_Records for the exercise_
•••••
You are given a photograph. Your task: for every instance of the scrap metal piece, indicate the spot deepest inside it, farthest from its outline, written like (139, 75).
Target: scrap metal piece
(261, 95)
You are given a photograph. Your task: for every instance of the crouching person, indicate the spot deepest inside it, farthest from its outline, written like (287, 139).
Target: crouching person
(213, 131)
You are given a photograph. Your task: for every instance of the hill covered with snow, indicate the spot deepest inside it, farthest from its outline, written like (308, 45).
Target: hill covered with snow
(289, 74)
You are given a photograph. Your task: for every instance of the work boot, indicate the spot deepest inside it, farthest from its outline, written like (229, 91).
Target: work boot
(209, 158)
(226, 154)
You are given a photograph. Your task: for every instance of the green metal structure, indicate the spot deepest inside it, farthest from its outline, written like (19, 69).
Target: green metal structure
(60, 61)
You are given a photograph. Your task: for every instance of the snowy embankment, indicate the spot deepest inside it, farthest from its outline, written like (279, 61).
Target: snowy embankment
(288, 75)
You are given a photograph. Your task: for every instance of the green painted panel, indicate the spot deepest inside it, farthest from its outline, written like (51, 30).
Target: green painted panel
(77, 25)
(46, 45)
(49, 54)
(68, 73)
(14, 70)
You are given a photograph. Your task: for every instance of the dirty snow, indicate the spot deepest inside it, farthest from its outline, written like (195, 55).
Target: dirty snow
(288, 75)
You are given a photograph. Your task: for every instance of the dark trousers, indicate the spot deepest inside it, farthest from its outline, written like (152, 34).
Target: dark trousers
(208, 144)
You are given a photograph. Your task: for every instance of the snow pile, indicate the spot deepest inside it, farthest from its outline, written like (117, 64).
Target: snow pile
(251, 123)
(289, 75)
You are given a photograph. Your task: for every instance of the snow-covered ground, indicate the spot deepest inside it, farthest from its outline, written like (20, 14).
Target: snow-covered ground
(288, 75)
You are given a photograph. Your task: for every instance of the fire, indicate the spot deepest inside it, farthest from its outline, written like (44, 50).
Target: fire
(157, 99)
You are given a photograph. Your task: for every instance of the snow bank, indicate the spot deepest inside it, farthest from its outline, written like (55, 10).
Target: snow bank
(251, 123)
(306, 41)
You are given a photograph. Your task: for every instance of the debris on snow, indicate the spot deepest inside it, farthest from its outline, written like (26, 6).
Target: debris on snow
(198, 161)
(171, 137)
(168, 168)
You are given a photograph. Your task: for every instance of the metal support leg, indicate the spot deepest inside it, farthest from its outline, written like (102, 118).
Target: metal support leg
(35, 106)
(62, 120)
•••••
_Your task_
I would like you to return every entry exactly, with nothing changed.

_Written solution_
You are given a photograph. Your task: for every instance of the scrap metal piece, indicate the spot deepest inside it, farthest from its outline, written like (139, 75).
Target: scrap metal piece
(261, 95)
You are given a photograph. Your task: for every instance of the crouching person, indicate the spot deepest inside it, farthest from its outline, written like (287, 139).
Target: crouching person
(213, 131)
You are given a photograph. Your task: for every instance of the hill covered with snow, indicate the spot deepest inside it, farthest from its outline, written like (308, 45).
Target: hill covered with snow
(289, 74)
You are given a photograph. Your task: for every instance of the work boot, indicate the spot deepest inside it, farthest from its outline, written like (229, 91).
Target: work boot
(209, 158)
(226, 154)
You are given a photograph. Your task: for every instance of the green metal structure, indicate the spot deepest inside it, farthest from its outline, written like (19, 69).
Target: green metal structure
(60, 61)
You are given a photograph. Your task: for every instance of the snowy embankment, indicate the spot deepest inside it, farthest from its outline, written like (279, 61).
Target: snowy embankment
(288, 75)
You are given a photograph. Your task: for every instance of the green painted panel, indicate the spot deepest inside it, farthest from its outline, written like (51, 30).
Target: green painted panel
(77, 25)
(46, 45)
(49, 54)
(68, 73)
(14, 70)
You are given a photograph. Your task: for every instance of the dirty snow, indicate the spot deepest inside it, farthest from its outline, written like (195, 55).
Target: dirty snow
(288, 75)
You are given a photograph. Your task: for every instance of the dark trousers, indicate the spot deepest inside it, farthest from its outline, written like (152, 34).
Target: dark trousers
(208, 144)
You are given a photograph. Your task: for every instance of the snow pile, indicate the spot deepest inside it, farthest from its outline, written like (117, 64).
Target: snow pile
(251, 123)
(289, 75)
You are given a photograph. Your task: for every instance of the snow-covered ground, indicate the spot deepest inside it, farthest from its outline, written like (20, 14).
Target: snow-covered ground
(288, 75)
You are given a photograph. Your task: for every instance of the fire, indicate the spot deepest inside it, farthest from its outline, written like (44, 50).
Target: fire
(157, 99)
You are given a photograph. Your task: for every instance of the snow bank, indicate the spot deepest inside it, farthest from its outline, written like (55, 10).
Target: snow bank
(251, 123)
(306, 41)
You are given a photograph. Your task: for every instance of the debris on snow, indicate the spot deepest inside it, farthest from its outline, written like (26, 6).
Target: debris on snow
(198, 161)
(171, 137)
(168, 168)
You are given a photograph. Your task: for every instance of the metal support leg, indicate the spot deepest inside it, farthest from its outline, written like (102, 118).
Target: metal support leg
(35, 106)
(62, 120)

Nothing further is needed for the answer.